Reproduce every line of the data below word for word, leaving the pictures out of your answer.

--- BEGIN RECORDED DATA ---

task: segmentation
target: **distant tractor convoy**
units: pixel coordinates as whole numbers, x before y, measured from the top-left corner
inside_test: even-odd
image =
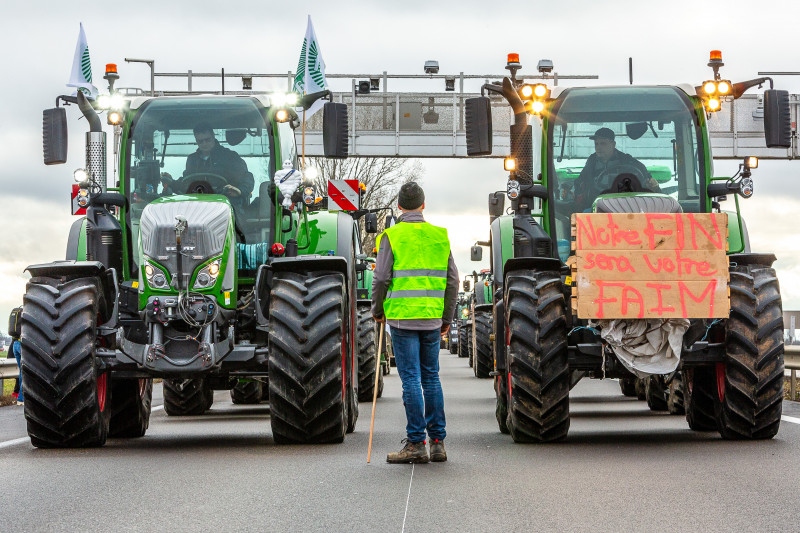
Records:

--- END RECORDED DATA ---

> RESPONSE FOR THIS EXERCISE
task: segmentation
target: **distant tractor convoy**
units: pixel coordinates as whole numbers, x before y, measured from the top-left corner
inside_test: even-odd
image =
Records:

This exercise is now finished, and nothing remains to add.